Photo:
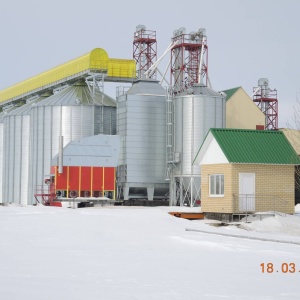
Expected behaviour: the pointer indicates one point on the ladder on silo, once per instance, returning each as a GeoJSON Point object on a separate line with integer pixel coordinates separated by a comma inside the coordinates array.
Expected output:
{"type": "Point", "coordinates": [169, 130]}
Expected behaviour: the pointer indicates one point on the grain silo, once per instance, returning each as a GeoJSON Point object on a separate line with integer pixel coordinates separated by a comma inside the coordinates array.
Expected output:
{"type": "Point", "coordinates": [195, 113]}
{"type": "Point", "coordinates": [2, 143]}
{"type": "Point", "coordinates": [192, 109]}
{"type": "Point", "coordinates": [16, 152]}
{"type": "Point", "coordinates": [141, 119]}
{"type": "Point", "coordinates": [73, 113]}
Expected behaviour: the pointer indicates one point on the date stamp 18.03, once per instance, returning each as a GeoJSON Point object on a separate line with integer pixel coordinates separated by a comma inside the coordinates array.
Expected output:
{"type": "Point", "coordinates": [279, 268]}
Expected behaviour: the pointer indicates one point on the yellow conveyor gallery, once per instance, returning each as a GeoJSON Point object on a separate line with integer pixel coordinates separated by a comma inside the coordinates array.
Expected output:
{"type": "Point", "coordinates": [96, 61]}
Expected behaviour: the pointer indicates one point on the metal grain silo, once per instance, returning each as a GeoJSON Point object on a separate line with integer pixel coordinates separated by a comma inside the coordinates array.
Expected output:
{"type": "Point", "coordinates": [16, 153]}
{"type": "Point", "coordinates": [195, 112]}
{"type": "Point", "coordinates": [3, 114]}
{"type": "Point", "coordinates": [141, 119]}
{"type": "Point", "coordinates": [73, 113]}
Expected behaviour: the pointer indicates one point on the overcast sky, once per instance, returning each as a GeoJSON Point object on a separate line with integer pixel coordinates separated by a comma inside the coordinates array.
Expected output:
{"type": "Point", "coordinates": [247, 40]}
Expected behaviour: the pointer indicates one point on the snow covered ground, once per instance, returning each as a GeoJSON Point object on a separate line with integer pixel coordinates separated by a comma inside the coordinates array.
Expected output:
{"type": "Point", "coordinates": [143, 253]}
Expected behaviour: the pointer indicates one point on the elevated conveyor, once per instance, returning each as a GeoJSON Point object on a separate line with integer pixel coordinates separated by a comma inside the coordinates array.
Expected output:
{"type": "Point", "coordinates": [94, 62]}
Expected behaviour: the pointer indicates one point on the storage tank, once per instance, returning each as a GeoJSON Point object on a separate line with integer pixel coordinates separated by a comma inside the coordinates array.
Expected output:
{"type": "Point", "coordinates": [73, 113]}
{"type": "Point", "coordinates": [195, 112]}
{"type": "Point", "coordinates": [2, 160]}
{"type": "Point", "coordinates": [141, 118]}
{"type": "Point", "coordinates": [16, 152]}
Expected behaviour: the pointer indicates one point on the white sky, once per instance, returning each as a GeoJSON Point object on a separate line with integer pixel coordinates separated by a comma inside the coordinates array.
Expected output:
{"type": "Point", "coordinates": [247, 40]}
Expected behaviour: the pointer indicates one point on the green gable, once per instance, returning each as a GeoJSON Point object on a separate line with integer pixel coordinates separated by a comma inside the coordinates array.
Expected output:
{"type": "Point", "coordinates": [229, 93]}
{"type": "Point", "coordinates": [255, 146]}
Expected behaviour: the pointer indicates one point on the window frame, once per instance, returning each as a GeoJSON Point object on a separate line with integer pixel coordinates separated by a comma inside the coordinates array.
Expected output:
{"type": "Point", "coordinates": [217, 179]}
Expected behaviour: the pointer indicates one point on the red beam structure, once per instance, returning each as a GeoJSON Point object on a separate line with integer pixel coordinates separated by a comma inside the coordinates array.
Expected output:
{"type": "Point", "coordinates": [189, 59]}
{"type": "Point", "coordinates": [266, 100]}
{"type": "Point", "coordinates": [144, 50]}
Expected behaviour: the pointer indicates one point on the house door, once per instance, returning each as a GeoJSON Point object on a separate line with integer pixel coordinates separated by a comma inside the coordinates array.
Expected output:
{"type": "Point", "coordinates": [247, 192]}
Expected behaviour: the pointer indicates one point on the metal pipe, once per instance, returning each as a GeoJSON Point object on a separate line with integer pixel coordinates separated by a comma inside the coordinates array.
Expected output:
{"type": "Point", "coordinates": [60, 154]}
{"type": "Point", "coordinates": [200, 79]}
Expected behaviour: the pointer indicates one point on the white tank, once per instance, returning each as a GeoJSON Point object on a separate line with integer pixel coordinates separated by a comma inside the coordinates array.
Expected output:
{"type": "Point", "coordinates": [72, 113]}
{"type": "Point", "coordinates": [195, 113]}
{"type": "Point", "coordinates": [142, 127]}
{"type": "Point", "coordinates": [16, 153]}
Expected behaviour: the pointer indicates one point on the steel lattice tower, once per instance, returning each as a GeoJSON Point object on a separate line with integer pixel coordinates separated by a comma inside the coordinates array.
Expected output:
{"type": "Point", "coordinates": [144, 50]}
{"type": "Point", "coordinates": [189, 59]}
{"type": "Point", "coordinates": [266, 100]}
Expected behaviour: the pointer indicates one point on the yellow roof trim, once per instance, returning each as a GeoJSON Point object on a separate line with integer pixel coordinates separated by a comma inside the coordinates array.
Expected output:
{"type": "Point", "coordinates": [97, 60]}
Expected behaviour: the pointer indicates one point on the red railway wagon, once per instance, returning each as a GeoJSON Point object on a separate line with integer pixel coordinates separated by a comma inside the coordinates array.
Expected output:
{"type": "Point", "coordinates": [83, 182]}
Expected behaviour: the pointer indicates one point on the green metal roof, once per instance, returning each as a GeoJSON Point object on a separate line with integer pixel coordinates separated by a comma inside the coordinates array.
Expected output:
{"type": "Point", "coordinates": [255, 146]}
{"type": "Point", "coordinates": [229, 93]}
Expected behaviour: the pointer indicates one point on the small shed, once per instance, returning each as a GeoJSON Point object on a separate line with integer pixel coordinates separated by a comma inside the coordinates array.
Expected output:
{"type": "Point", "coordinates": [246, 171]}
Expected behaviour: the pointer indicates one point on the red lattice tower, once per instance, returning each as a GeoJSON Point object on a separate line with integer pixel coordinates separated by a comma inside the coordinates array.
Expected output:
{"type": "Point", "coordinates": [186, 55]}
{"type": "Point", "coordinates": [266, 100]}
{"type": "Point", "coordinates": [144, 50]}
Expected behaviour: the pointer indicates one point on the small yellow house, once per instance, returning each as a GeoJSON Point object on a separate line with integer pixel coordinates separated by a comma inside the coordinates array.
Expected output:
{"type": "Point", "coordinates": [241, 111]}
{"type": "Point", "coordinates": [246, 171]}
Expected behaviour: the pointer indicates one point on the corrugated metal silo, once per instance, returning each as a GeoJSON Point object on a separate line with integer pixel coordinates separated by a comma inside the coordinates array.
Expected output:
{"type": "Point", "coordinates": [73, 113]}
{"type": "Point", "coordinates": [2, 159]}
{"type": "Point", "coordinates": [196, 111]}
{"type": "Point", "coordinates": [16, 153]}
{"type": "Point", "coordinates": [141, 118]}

^^^^^^^^

### The request:
Your task is to repeat the data above exactly while excluding the pictures.

### Solution to the problem:
Photo:
Expected behaviour: the pointer indicates one point on the ladder on silo, once per instance, returning each as a GeoJSON Point object on a separate line with integer pixel coordinates separated by a comma inside the coordinates array.
Expected output:
{"type": "Point", "coordinates": [169, 130]}
Expected behaviour: the pointer indicates one point on the grain silo, once per instance, returning each as a GeoJSON Point object on a separate line with integer pixel coordinates separated by a comma inside the coordinates array.
Expected output:
{"type": "Point", "coordinates": [195, 113]}
{"type": "Point", "coordinates": [2, 143]}
{"type": "Point", "coordinates": [192, 109]}
{"type": "Point", "coordinates": [16, 152]}
{"type": "Point", "coordinates": [141, 119]}
{"type": "Point", "coordinates": [73, 113]}
Expected behaviour: the pointer indicates one point on the date stamp 18.03, once per instance, returning each as a GeoJSON Point object on a separate line with integer pixel coordinates separated by a comma inside the coordinates array.
Expected output:
{"type": "Point", "coordinates": [279, 268]}
Expected behaviour: the pointer indicates one point on the yellow conveyor gallery, once per instance, returning each as a GeoJSON Point object on a separate line with integer pixel coordinates separated by a comma inside the coordinates array.
Expected output:
{"type": "Point", "coordinates": [96, 61]}
Expected behaviour: the pointer indicates one point on the metal grain silo, once per instance, returning each as a GeoJSON Point object on a separate line with integer pixel coordinates separated by a comma inside the coordinates array.
Expected output:
{"type": "Point", "coordinates": [16, 153]}
{"type": "Point", "coordinates": [195, 112]}
{"type": "Point", "coordinates": [3, 114]}
{"type": "Point", "coordinates": [141, 119]}
{"type": "Point", "coordinates": [73, 113]}
Expected behaviour: the pointer indicates one point on the overcast sky, once per instance, returning each as a GeoJSON Point object on a separate line with integer pixel coordinates separated by a comma inside the coordinates array.
Expected output:
{"type": "Point", "coordinates": [247, 40]}
Expected behaviour: the pointer indicates one point on the snow covered ground, once per instance, returning each as a GeoJSON Point object on a separate line with integer pixel coordinates separated by a comma inside the coordinates array.
Expected output:
{"type": "Point", "coordinates": [143, 253]}
Expected behaviour: the pointer indicates one point on the elevated conveyor, once per instance, returning each as a GeoJSON Point object on a separate line with integer pixel coordinates separated by a comma inside the coordinates array.
Expected output:
{"type": "Point", "coordinates": [94, 62]}
Expected behaviour: the pointer indicates one point on the storage tank, once per instance, returning each as a GeoJSON Point object on a separate line with integer pixel coordinates separated by a comma inside the coordinates array.
Expected output:
{"type": "Point", "coordinates": [73, 113]}
{"type": "Point", "coordinates": [195, 112]}
{"type": "Point", "coordinates": [2, 160]}
{"type": "Point", "coordinates": [141, 118]}
{"type": "Point", "coordinates": [16, 152]}
Expected behaviour: the pointer indicates one point on the white sky, once per instance, returning each as a GeoJSON Point object on a separate line with integer pixel coordinates separated by a comma inside the coordinates array.
Expected output:
{"type": "Point", "coordinates": [247, 40]}
Expected behaviour: the pointer indicates one point on the green gable, once per instance, returning each as a GeoJSON Point object on a separate line with integer pixel coordinates separated by a comma inside the coordinates array.
Expected output:
{"type": "Point", "coordinates": [229, 93]}
{"type": "Point", "coordinates": [255, 146]}
Expected behaviour: the pointer indicates one point on the window frame, once per instance, returning each as a GeoJSON Point object on a separate line with integer pixel coordinates separated by a comma inside the coordinates array.
Expected output:
{"type": "Point", "coordinates": [217, 179]}
Expected behaviour: the pointer indicates one point on the red beam structure, once per instance, returning each as a GeoJSON Point object on a separate line with integer pixel coordinates separated by a comma inside the coordinates array.
Expected output:
{"type": "Point", "coordinates": [189, 59]}
{"type": "Point", "coordinates": [266, 100]}
{"type": "Point", "coordinates": [144, 50]}
Expected behaviour: the pointer indicates one point on the house door, once per instance, returning each as a GeoJSON Point object on a separate line with integer pixel coordinates separated by a comma inside the coordinates array.
Expected output:
{"type": "Point", "coordinates": [247, 192]}
Expected behaviour: the pointer indicates one point on the metal pipe, once per instance, returning each as a GeoJSON Point object on a separate line with integer pixel coordinates separated by a comma inside the coordinates array.
Expected output:
{"type": "Point", "coordinates": [60, 154]}
{"type": "Point", "coordinates": [200, 79]}
Expected behaviour: the pointer indicates one point on the white tank, once per instance, returning each as a GeoJSON Point object on a separate line with integer pixel coordinates separated by a comma inside the coordinates array.
Expected output:
{"type": "Point", "coordinates": [72, 113]}
{"type": "Point", "coordinates": [195, 113]}
{"type": "Point", "coordinates": [142, 127]}
{"type": "Point", "coordinates": [16, 153]}
Expected behaviour: the pointer indicates one point on the steel lattice tower, once per instance, returning each as a GeoJSON Point object on a separate line with integer pixel coordinates separated by a comma inside the coordinates array.
Expected output:
{"type": "Point", "coordinates": [144, 50]}
{"type": "Point", "coordinates": [189, 59]}
{"type": "Point", "coordinates": [266, 100]}
Expected behaviour: the pointer indicates one point on the yellow roof trim, once per instance, returning each as a GeoJSON Point object on a separate line with integer pixel coordinates separated by a comma inside the coordinates array.
Expected output:
{"type": "Point", "coordinates": [97, 60]}
Expected behaviour: the pointer indicates one point on the red railway wagon, once per instance, returning each as a GeoJSON Point object on a separate line with integer pixel coordinates separated by a comma inside the coordinates array.
Expected output:
{"type": "Point", "coordinates": [83, 182]}
Expected behaviour: the pointer indicates one point on the green metal roof, once per instance, returning each as a GeoJSON Point object on a separate line with integer pixel coordinates separated by a comma inside the coordinates array.
Expected output:
{"type": "Point", "coordinates": [255, 146]}
{"type": "Point", "coordinates": [229, 93]}
Expected behaviour: the pointer indicates one point on the small shed, once per instance, returning each as a GeoJSON Point object on a separate line with integer pixel coordinates separated by a comma inside the coordinates array.
Expected output:
{"type": "Point", "coordinates": [246, 171]}
Expected behaviour: the pointer indicates one point on the red lattice tower, once per instance, returning each as a GeoJSON Point object on a separate line with integer pixel coordinates separated by a comma inside the coordinates array.
Expected output:
{"type": "Point", "coordinates": [186, 55]}
{"type": "Point", "coordinates": [266, 100]}
{"type": "Point", "coordinates": [144, 50]}
Expected behaviour: the pointer indicates one point on the small yellow house, once per instance, returning each as a GeoJSON Point object on a separate line with integer pixel coordinates separated by a comma inside the coordinates array.
Expected output:
{"type": "Point", "coordinates": [241, 111]}
{"type": "Point", "coordinates": [246, 171]}
Expected behaviour: the pointer indicates one point on the corrugated metal silo, once per instance, returning each as a GeoJSON Point object on a separate line with integer pixel coordinates separated by a comma inside the coordinates array.
Expected output:
{"type": "Point", "coordinates": [73, 113]}
{"type": "Point", "coordinates": [2, 159]}
{"type": "Point", "coordinates": [196, 111]}
{"type": "Point", "coordinates": [16, 153]}
{"type": "Point", "coordinates": [141, 118]}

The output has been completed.